- _How to complete this task_: Lines below containing the word "position" should be copied out.

- _Dataset_:
....................

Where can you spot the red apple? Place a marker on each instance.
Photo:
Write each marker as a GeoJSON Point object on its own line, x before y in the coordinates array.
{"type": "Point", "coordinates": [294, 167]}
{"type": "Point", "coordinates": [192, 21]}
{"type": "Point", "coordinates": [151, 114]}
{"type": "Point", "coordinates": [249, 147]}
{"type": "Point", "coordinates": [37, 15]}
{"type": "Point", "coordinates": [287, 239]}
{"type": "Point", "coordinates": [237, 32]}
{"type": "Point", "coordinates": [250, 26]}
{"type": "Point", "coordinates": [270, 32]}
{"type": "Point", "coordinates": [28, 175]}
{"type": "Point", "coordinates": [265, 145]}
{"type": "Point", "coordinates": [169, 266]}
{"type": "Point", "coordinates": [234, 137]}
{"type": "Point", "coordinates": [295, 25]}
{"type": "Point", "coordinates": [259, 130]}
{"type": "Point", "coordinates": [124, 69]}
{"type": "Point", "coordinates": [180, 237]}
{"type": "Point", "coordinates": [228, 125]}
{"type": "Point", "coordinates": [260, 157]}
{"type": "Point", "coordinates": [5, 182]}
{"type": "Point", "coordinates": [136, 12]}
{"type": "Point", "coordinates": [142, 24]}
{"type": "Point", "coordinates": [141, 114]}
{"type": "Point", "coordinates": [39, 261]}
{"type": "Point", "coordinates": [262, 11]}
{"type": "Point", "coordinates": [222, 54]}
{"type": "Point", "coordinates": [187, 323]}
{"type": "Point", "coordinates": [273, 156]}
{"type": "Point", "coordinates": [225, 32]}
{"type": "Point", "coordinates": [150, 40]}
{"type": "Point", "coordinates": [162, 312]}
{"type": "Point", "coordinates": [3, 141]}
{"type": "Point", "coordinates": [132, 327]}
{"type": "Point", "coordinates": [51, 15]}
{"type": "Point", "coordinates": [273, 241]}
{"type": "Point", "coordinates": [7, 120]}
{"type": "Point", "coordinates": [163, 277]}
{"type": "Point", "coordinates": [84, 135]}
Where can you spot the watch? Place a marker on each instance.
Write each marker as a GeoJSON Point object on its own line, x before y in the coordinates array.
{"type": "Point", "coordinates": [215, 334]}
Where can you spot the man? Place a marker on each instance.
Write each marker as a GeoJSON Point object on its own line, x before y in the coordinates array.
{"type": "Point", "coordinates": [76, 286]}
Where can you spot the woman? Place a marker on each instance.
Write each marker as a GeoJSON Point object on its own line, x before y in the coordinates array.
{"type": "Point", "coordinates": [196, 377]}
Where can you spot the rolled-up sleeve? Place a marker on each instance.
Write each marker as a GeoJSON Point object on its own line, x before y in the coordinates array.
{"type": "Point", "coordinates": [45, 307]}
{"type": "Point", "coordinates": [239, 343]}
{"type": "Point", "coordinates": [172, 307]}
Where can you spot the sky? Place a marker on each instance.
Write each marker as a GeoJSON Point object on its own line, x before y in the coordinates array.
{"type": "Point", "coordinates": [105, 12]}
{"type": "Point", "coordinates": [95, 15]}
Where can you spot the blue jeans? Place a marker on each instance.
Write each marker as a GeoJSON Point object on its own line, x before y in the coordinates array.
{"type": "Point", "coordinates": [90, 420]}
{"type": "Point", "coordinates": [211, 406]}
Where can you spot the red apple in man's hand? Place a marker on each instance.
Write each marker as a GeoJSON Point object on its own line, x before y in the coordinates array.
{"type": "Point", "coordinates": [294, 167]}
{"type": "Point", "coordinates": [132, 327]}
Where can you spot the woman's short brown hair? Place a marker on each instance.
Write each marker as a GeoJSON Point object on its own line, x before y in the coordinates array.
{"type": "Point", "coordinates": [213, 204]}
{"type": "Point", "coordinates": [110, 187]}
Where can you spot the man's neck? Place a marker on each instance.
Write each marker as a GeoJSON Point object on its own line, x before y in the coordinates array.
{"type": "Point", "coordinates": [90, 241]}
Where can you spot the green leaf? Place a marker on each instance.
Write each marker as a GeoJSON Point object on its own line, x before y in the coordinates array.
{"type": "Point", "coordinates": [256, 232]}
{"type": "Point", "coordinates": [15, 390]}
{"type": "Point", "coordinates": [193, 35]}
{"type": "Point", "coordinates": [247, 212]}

....................

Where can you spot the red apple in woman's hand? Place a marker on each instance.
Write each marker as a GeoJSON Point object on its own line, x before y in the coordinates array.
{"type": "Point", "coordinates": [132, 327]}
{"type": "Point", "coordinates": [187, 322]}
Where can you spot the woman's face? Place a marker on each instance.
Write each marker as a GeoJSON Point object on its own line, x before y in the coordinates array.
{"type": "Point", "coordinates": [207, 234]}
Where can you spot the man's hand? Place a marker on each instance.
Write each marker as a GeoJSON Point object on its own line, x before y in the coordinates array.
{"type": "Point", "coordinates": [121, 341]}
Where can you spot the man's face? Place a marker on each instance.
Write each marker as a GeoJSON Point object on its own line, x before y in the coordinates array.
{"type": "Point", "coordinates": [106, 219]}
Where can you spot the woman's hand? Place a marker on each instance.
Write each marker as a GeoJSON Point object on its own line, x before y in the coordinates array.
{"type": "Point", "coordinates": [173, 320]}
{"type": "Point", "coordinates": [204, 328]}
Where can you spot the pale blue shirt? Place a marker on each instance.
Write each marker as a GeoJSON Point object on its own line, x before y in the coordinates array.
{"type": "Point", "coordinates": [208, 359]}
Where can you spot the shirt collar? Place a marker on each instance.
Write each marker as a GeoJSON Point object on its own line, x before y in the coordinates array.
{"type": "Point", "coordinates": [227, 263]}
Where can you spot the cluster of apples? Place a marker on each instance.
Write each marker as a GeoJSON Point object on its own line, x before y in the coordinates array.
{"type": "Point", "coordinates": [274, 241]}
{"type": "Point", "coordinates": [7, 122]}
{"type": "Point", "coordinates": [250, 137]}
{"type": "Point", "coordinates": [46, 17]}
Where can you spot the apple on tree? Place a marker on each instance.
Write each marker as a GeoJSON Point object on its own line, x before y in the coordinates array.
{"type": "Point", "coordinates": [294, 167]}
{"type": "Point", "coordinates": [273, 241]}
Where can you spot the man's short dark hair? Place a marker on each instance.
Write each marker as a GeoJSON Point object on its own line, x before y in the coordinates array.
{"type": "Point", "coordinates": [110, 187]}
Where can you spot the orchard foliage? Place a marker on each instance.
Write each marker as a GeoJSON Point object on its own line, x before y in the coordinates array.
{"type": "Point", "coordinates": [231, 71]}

....................

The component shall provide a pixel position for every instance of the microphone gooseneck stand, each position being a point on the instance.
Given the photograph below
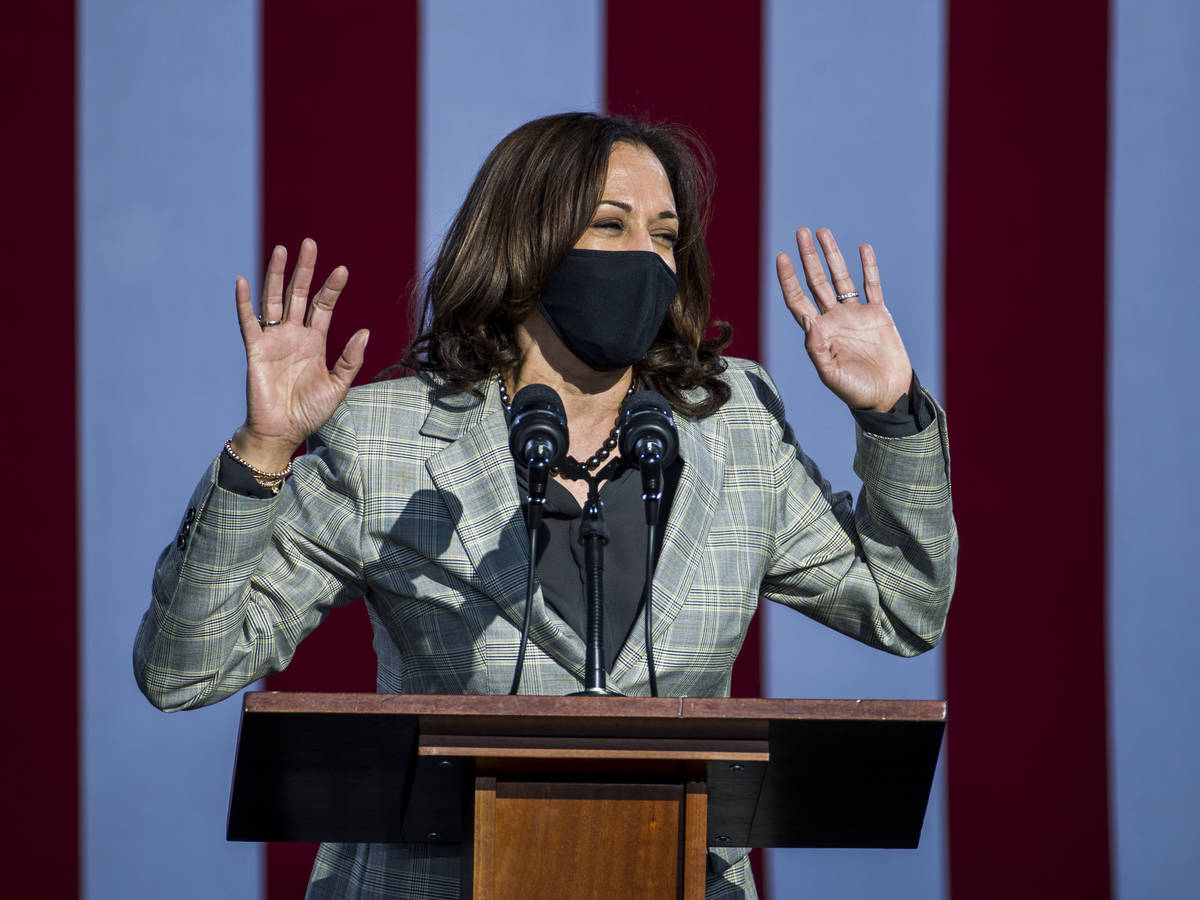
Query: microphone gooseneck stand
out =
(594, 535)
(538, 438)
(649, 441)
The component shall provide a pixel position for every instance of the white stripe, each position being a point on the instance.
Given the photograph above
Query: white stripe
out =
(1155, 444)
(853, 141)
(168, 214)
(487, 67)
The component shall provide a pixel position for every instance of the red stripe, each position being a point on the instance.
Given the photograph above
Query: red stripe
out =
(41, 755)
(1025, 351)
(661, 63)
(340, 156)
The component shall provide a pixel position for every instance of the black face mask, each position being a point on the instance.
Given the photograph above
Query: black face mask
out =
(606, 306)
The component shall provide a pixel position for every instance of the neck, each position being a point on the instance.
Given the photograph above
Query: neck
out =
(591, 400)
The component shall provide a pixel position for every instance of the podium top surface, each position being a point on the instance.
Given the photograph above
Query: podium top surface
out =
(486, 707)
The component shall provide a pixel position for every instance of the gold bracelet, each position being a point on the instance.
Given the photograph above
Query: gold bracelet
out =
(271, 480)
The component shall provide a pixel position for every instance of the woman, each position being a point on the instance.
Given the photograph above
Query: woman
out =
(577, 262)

....................

- _Task solution_:
The component shall provide a pixel position for every instance of the microphone gooseneck stand, each position being a point on the instance.
The component shall provide a pixel position for every instance of the white stripe, each position being a point on the instance.
The component shall provide a pixel position for every instance of the red stripe, each position being a point on the instance.
The component shall provide a pixel position for every instance of the black face mask, each position being a point on the instance.
The component shall provide a pixel position for every instance of the neck, each position being a point on the instance.
The component shall provide a pixel position for every instance of the podium top surface, each position being a point on the instance.
The component shall provide a pixel position for every instance of the gold bracelet, each position being a point on the instance.
The component shall provide a pixel position for every instance of the woman, each position being a point on the instance.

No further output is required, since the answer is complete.